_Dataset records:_
* Begin *
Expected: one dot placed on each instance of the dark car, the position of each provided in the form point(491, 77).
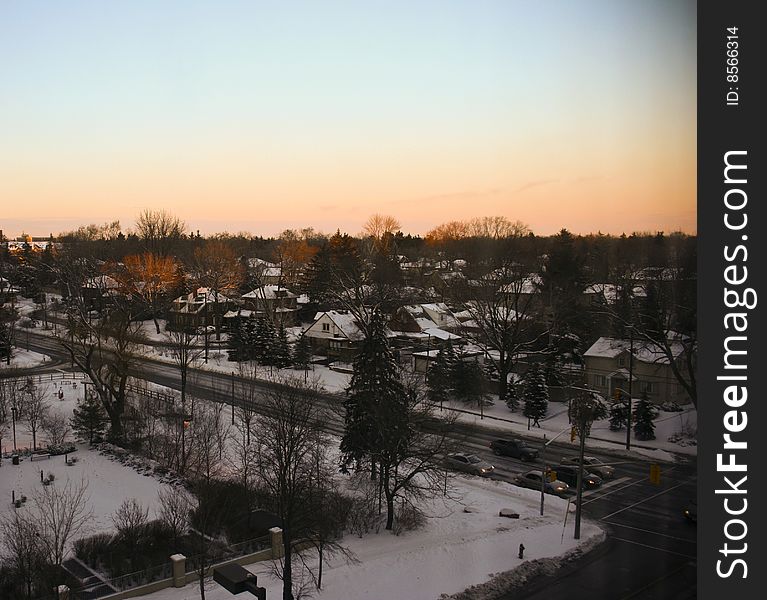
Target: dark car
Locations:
point(569, 474)
point(469, 463)
point(691, 511)
point(532, 480)
point(514, 448)
point(594, 465)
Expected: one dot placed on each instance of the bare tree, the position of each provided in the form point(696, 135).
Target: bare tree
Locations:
point(62, 512)
point(217, 268)
point(175, 507)
point(22, 549)
point(56, 428)
point(131, 519)
point(148, 279)
point(289, 424)
point(159, 230)
point(34, 408)
point(503, 318)
point(105, 350)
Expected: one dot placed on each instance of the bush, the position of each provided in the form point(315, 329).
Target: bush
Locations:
point(92, 548)
point(409, 518)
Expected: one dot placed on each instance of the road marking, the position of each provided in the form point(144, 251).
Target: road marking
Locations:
point(671, 537)
point(605, 486)
point(646, 499)
point(615, 490)
point(652, 583)
point(654, 548)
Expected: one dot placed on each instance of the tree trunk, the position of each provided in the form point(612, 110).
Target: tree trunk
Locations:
point(287, 571)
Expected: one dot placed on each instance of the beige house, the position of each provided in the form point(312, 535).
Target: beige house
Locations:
point(609, 367)
point(274, 302)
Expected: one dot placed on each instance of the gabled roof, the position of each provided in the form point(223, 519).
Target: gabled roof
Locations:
point(606, 347)
point(270, 292)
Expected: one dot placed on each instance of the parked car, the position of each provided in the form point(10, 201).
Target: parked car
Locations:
point(594, 465)
point(691, 511)
point(469, 463)
point(569, 474)
point(514, 448)
point(532, 480)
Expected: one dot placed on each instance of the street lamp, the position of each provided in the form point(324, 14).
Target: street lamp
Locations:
point(543, 466)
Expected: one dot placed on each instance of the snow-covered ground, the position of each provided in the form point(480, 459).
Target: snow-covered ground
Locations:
point(25, 359)
point(455, 549)
point(463, 543)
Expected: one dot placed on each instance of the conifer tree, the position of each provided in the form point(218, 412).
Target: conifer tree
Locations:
point(438, 377)
point(512, 399)
point(618, 415)
point(373, 399)
point(281, 349)
point(89, 419)
point(536, 395)
point(302, 352)
point(644, 428)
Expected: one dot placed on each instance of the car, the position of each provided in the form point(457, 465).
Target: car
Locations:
point(532, 480)
point(691, 511)
point(514, 448)
point(569, 474)
point(469, 463)
point(594, 465)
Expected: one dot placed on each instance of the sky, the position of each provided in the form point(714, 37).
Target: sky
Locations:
point(260, 116)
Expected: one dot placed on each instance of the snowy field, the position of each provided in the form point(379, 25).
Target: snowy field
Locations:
point(109, 482)
point(455, 549)
point(463, 543)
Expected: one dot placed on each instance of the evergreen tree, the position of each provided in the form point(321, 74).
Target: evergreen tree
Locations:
point(375, 400)
point(536, 395)
point(263, 341)
point(281, 349)
point(237, 349)
point(302, 352)
point(618, 415)
point(5, 342)
point(89, 419)
point(644, 413)
point(512, 399)
point(438, 377)
point(468, 381)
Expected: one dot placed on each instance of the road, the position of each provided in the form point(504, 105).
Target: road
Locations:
point(651, 549)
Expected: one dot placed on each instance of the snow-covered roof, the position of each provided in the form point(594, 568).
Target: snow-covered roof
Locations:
point(606, 347)
point(529, 285)
point(270, 292)
point(441, 334)
point(259, 262)
point(345, 321)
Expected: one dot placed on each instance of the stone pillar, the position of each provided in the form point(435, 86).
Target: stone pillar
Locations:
point(179, 570)
point(278, 551)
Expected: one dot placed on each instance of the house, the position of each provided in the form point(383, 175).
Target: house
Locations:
point(200, 308)
point(273, 302)
point(413, 325)
point(335, 333)
point(608, 367)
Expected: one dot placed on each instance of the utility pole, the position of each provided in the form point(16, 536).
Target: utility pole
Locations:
point(232, 397)
point(579, 481)
point(631, 378)
point(543, 466)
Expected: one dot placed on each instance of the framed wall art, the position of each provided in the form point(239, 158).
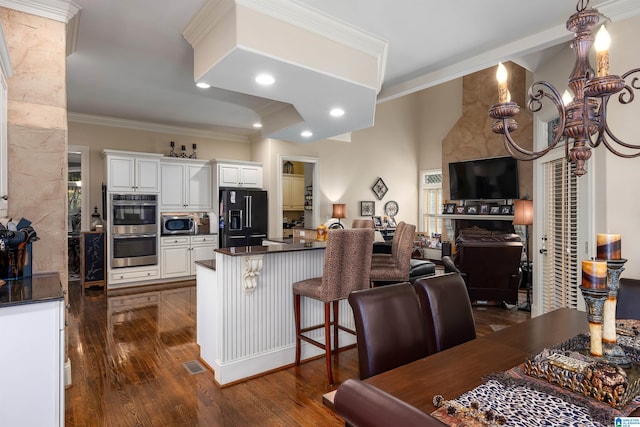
* End *
_Work instructions:_ Can you put the data into a two-column CSV with the columns input and output, one row for each text and its answer, every field quoted and line breaks turned into spaces? Begin at the line that has "Expected: one dot placed on each instance of the bush, the" and stop after the line that has "point(274, 302)".

_Result for this exercise:_
input,output
"Expected: one dot placed on each instance of the bush, the position of each provided in the form point(315, 329). Target: bush Locations:","point(92, 548) point(409, 518)"
"Expected: one dot placed on each instance of the road marking, the position of each provided in the form point(144, 251). Target: road marking Locations:","point(671, 537) point(605, 486) point(646, 499) point(615, 490) point(652, 583) point(654, 548)"
"Expected: one dot placed on each instance of the tree trunk, the position of each provided in the form point(612, 110). Target: tree trunk Locations:","point(287, 571)"
"Expected: one dot placed on each instance of the beige house, the position of each provided in the form point(312, 535). Target: beige house Locations:","point(609, 367) point(274, 302)"